State how many lines in the rows below contain the string "frozen", matching case exactly, and give only that number.
========================================================================
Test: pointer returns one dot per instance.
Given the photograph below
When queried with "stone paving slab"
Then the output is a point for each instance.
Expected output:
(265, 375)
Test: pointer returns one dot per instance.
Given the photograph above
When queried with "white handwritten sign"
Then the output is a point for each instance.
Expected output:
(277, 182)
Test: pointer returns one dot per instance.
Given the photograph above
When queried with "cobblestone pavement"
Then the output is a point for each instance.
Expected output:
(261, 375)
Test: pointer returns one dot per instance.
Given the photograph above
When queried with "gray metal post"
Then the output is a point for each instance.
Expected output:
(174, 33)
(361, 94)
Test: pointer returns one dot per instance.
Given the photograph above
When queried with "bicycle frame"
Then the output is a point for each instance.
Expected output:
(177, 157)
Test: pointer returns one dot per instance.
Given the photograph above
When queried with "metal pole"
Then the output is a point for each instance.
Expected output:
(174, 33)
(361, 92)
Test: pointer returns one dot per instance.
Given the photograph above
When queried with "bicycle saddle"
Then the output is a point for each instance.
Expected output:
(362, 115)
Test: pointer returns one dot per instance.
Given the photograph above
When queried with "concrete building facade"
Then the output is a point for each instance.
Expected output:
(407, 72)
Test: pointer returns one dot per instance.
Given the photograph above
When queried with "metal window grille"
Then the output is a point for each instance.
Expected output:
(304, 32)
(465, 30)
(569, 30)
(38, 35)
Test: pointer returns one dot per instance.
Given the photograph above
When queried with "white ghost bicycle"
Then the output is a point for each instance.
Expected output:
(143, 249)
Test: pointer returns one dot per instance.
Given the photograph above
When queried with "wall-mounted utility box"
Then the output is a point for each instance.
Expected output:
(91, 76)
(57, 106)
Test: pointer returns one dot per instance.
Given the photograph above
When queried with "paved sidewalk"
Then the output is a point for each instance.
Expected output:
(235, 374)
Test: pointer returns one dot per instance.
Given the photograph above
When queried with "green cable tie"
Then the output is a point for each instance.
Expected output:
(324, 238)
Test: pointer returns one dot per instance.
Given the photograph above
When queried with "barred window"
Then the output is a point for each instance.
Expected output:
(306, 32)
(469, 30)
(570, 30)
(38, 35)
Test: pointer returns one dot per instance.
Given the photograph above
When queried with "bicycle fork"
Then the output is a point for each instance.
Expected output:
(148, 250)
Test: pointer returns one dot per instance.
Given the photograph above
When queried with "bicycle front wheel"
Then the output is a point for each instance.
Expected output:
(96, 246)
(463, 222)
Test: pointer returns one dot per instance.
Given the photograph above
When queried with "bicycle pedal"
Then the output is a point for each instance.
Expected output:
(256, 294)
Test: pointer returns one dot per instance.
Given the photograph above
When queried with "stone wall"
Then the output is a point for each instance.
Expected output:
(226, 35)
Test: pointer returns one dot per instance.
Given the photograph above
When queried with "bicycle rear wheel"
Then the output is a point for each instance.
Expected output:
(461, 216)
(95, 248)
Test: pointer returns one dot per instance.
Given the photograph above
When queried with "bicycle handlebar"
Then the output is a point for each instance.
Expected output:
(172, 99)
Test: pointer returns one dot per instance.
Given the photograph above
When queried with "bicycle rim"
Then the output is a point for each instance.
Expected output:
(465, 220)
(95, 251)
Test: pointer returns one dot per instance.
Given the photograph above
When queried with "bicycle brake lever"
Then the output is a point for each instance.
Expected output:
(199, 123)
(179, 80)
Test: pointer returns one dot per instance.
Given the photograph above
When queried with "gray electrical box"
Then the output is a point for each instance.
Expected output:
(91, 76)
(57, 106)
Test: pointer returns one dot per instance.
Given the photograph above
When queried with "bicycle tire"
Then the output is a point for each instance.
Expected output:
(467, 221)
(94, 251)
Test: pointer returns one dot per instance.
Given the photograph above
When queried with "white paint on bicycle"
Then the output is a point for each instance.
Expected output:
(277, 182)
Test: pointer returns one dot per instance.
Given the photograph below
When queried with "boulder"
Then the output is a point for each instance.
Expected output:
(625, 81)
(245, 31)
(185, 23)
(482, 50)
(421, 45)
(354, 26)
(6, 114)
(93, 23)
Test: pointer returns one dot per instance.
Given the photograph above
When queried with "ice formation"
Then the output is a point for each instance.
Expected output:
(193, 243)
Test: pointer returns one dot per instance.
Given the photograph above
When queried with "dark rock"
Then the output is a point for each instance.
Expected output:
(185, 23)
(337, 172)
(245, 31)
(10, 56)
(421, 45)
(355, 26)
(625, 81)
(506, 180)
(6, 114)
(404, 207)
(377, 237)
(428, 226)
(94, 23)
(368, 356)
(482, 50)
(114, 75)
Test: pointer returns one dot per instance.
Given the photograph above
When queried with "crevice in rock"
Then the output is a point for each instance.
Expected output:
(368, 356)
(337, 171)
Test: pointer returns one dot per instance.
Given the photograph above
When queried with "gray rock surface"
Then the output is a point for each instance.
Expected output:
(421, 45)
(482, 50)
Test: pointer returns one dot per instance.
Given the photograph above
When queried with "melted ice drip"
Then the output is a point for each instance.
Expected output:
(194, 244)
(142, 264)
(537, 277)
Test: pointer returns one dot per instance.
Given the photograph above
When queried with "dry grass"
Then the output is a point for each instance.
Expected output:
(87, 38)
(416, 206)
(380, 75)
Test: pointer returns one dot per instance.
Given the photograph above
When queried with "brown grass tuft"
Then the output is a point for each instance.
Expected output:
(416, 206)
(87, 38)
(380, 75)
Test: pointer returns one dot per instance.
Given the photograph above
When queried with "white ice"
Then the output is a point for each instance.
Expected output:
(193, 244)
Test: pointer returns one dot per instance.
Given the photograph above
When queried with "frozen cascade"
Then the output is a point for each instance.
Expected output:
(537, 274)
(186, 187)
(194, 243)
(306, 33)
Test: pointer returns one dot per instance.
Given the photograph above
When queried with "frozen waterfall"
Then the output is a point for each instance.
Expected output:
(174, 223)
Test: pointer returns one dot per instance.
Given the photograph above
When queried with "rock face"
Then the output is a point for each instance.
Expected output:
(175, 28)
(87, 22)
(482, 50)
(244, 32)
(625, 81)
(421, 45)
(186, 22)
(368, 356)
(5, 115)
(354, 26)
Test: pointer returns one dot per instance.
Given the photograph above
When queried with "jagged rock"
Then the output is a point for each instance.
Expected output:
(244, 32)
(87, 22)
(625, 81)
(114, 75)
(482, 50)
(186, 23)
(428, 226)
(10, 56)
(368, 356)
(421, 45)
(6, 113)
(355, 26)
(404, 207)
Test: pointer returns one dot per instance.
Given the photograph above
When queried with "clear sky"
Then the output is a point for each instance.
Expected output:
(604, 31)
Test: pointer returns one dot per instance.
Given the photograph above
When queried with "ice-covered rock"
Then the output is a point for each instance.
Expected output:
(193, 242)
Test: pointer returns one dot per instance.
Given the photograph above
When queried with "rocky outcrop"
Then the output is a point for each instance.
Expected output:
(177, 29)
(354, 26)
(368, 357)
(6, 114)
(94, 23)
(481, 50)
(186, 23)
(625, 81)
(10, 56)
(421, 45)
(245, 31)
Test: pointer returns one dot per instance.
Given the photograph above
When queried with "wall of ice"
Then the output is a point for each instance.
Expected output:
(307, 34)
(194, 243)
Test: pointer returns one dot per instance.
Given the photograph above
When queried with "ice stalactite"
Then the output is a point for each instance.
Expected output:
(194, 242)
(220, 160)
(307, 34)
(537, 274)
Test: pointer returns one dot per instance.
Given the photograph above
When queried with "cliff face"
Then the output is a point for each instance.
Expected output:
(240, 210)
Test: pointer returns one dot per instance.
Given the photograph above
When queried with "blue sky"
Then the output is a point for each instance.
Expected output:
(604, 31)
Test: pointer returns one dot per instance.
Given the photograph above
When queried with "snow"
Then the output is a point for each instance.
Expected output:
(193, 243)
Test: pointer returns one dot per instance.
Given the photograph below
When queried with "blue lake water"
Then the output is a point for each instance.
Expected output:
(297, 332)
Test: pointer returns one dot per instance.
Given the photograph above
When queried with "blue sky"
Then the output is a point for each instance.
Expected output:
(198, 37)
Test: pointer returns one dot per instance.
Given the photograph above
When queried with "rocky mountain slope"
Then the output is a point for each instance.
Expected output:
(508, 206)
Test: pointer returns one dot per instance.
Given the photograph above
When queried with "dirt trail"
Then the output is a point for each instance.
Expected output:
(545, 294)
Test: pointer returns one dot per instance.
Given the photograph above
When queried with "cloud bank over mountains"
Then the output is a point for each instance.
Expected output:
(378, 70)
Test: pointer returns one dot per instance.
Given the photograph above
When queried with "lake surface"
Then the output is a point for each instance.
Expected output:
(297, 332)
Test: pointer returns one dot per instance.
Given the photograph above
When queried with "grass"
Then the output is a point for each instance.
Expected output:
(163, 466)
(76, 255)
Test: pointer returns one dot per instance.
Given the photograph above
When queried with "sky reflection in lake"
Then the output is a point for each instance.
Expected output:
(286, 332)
========================================================================
◆ Response:
2